DATA SUPPLIED:

==*==

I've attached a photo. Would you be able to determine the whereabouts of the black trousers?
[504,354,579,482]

==*==

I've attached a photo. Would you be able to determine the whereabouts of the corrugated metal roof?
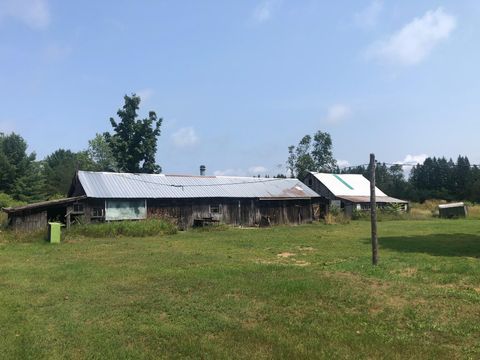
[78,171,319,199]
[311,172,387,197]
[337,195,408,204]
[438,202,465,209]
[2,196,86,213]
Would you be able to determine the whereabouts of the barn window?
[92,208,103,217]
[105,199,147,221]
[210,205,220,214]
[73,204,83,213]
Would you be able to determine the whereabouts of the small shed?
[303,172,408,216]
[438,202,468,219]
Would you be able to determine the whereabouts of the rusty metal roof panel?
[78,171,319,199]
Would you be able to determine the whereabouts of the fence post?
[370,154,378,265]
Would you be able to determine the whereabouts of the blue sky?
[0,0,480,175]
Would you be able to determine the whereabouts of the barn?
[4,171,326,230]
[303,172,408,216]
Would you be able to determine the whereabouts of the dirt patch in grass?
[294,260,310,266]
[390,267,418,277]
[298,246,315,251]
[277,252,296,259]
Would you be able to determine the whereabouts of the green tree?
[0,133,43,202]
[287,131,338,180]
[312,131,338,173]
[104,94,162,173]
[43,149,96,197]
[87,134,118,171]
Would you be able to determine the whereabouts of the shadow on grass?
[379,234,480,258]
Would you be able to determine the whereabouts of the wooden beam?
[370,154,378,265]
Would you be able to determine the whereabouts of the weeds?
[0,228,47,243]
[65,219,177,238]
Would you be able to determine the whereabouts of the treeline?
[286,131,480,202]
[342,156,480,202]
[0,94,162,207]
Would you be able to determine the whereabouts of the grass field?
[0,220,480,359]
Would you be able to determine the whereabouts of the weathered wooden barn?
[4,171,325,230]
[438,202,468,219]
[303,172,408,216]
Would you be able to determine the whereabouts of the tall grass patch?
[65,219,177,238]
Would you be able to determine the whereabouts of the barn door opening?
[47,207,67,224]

==*==

WRITTEN INSTRUCTION: Could you arrange the material as a Markdown table with the columns Row and Line, one numbered row per line, starting at the line containing "Would you be able to determine the whereabouts of the barn?" and ending at the line containing "[277,252,296,259]", both included and blank lines omitted?

SOLUTION TO THIS TASK:
| Row | Line |
|---|---|
| 1 | Would you be able to determine the whereabouts of the barn? |
| 2 | [4,171,326,230] |
| 3 | [303,172,408,216] |
| 4 | Would you be able to determine the whereabouts of the dirt patch in grass? |
| 5 | [294,260,310,266] |
| 6 | [390,267,418,277] |
| 7 | [298,246,315,251] |
| 8 | [277,252,296,259] |